*Your objective*
The entries that follow must be given again exactly, with the pictures excluded.

[Saved entries]
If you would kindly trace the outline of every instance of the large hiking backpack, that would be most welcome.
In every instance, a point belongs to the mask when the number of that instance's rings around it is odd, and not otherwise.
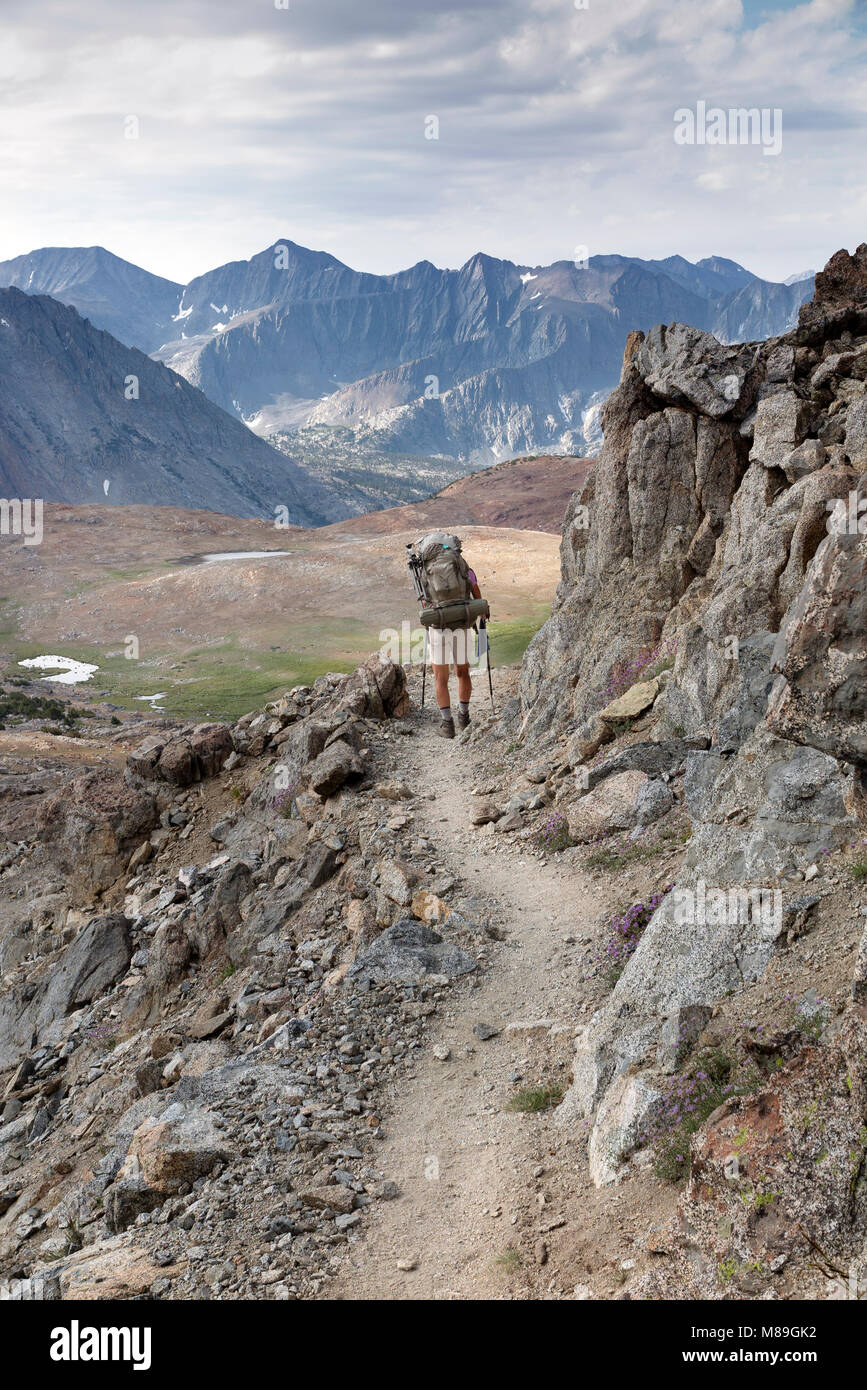
[[[458,536],[448,531],[431,531],[418,543],[424,586],[435,608],[448,603],[466,603],[470,592],[470,571],[461,554]]]
[[[487,616],[485,599],[474,599],[470,571],[461,554],[458,536],[431,531],[416,544],[421,560],[421,581],[429,607],[421,611],[426,627],[468,628]]]

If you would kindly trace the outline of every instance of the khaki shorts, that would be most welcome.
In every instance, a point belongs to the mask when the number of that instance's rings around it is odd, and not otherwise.
[[[468,666],[475,658],[475,628],[429,627],[428,655],[434,666]]]

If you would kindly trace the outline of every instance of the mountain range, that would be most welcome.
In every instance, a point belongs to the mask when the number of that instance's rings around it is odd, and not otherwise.
[[[0,487],[4,497],[206,506],[302,526],[347,515],[188,381],[59,300],[18,289],[0,289]]]
[[[762,280],[719,256],[522,266],[477,254],[458,270],[420,261],[373,275],[288,239],[187,285],[101,247],[0,263],[0,284],[73,306],[302,462],[305,429],[321,444],[325,428],[385,456],[470,468],[595,451],[630,329],[772,336],[812,283]]]

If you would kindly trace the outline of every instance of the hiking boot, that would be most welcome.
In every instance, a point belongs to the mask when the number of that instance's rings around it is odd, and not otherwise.
[[[457,728],[458,733],[462,733],[463,730],[469,726],[469,722],[469,710],[467,710],[466,714],[464,714],[463,710],[458,710],[457,714],[455,715],[455,726]]]
[[[453,719],[441,719],[440,726],[437,729],[437,733],[439,734],[440,738],[454,738],[455,721]]]

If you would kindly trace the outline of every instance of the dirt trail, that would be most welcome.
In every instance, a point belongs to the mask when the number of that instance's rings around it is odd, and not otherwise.
[[[555,1034],[560,1055],[571,1054],[586,964],[564,941],[589,929],[604,903],[598,885],[574,868],[518,850],[498,847],[494,853],[494,839],[500,837],[470,829],[471,748],[438,738],[429,721],[418,727],[417,737],[398,740],[403,775],[410,785],[434,794],[414,803],[417,828],[435,841],[440,862],[493,908],[492,920],[506,940],[496,946],[492,967],[478,987],[455,991],[415,1076],[396,1088],[377,1164],[398,1184],[401,1196],[377,1203],[329,1297],[514,1297],[516,1279],[535,1282],[538,1297],[541,1270],[522,1266],[528,1241],[536,1252],[531,1263],[539,1262],[539,1233],[547,1229],[546,1217],[557,1215],[549,1170],[560,1136],[552,1134],[550,1114],[515,1114],[502,1107],[514,1093],[516,1072],[524,1085],[540,1079],[540,1049],[550,1047],[550,1037],[546,1032],[540,1041],[506,1030],[518,1021],[553,1018],[560,1025]],[[481,1041],[473,1034],[477,1023],[501,1031]],[[446,1062],[433,1055],[438,1043],[451,1049]],[[570,1153],[574,1169],[574,1145]],[[586,1182],[574,1176],[567,1184],[569,1190],[582,1186]],[[589,1208],[597,1205],[592,1189],[583,1200]],[[508,1253],[519,1245],[525,1247],[520,1265]],[[415,1268],[402,1270],[399,1262]],[[545,1279],[552,1273],[549,1267]],[[529,1295],[529,1288],[524,1292]]]

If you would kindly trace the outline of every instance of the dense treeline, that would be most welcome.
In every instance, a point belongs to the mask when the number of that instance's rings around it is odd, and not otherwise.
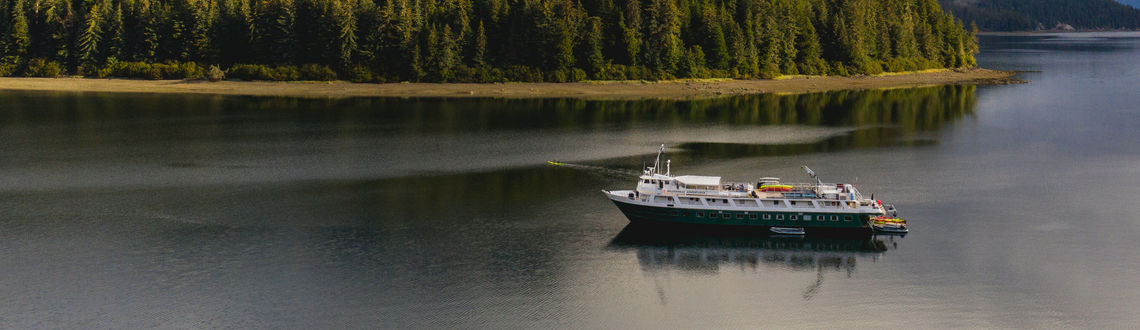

*Answer box*
If you would kindly trace the outline of every instance of the large hiking backpack, that would be most welcome.
In every instance, a point belongs to the mask when the number of that instance's rings around it is odd, and not otherwise.
[[[458,536],[448,531],[431,531],[418,543],[424,586],[435,608],[448,603],[466,603],[470,592],[470,571],[461,554]]]
[[[487,616],[485,599],[474,599],[470,571],[461,554],[458,536],[431,531],[416,544],[421,560],[421,581],[429,607],[421,611],[426,627],[468,628]]]

If you would kindly trace the outline of every instance of the khaki shorts, that would be most welcome.
In every instance, a point belongs to the mask when the number of that instance's rings around it is odd, and not otherwise.
[[[468,666],[475,658],[475,628],[429,627],[428,655],[434,666]]]

If you would kindly trace the outline of every instance of the mountain range, that would be most welcome.
In every instance, a point belongs to the mask when the number of that instance's rings around it is odd, and not otherwise.
[[[0,487],[4,497],[206,506],[302,526],[347,515],[188,381],[59,300],[18,289],[0,289]]]
[[[762,280],[719,256],[522,266],[477,254],[458,270],[420,261],[373,275],[288,239],[187,285],[101,247],[0,263],[0,284],[73,306],[302,462],[305,429],[321,444],[325,428],[385,456],[470,468],[595,451],[630,329],[772,336],[812,283]]]

If you would kindly trace the outline of every instance of the hiking boot, that would be most welcome.
In every instance, a point belongs to the mask when the number of that instance's rings around it is odd, and not otherwise.
[[[457,728],[458,733],[462,733],[463,730],[469,726],[469,722],[469,710],[467,710],[466,714],[464,714],[463,710],[458,710],[457,714],[455,715],[455,726]]]
[[[453,719],[441,719],[440,726],[437,729],[437,733],[439,734],[440,738],[454,738],[455,721]]]

If you would kindly trace the outline of every instance of the dirt trail, that would be most welcome.
In every instance, a point belongs to the mask when the number of that instance's rings around it is odd, and not otherwise.
[[[555,1034],[560,1055],[571,1054],[586,964],[564,941],[589,929],[604,903],[598,885],[574,868],[518,850],[498,847],[494,853],[494,839],[500,837],[470,829],[471,748],[438,738],[429,721],[418,727],[417,737],[398,740],[403,775],[410,785],[434,794],[414,803],[417,828],[435,841],[440,862],[493,908],[492,920],[506,940],[496,946],[492,967],[478,987],[455,991],[415,1076],[396,1088],[377,1164],[398,1184],[401,1196],[377,1203],[329,1297],[514,1297],[516,1279],[535,1282],[538,1297],[541,1270],[522,1266],[528,1241],[536,1252],[531,1263],[539,1262],[539,1233],[547,1229],[546,1217],[557,1215],[549,1170],[560,1136],[552,1134],[550,1114],[515,1114],[502,1107],[514,1093],[516,1072],[524,1085],[540,1079],[540,1049],[550,1047],[550,1037],[546,1032],[540,1041],[506,1030],[518,1021],[553,1018],[560,1025]],[[481,1041],[473,1034],[477,1023],[501,1031]],[[446,1062],[433,1055],[438,1043],[451,1049]],[[570,1153],[574,1169],[574,1145]],[[586,1182],[574,1176],[567,1184],[569,1190],[582,1186]],[[589,1208],[597,1205],[592,1189],[583,1200]],[[508,1253],[519,1245],[525,1247],[520,1265]],[[415,1268],[402,1270],[399,1262]],[[545,1279],[552,1273],[549,1267]],[[529,1295],[529,1288],[524,1292]]]

If you would kindly trace the outline of every instance of the dense treeline, that would be most welcome.
In every instance, a point belongs to the mask when the number of that instance's rings around it is odd, and not otherwise.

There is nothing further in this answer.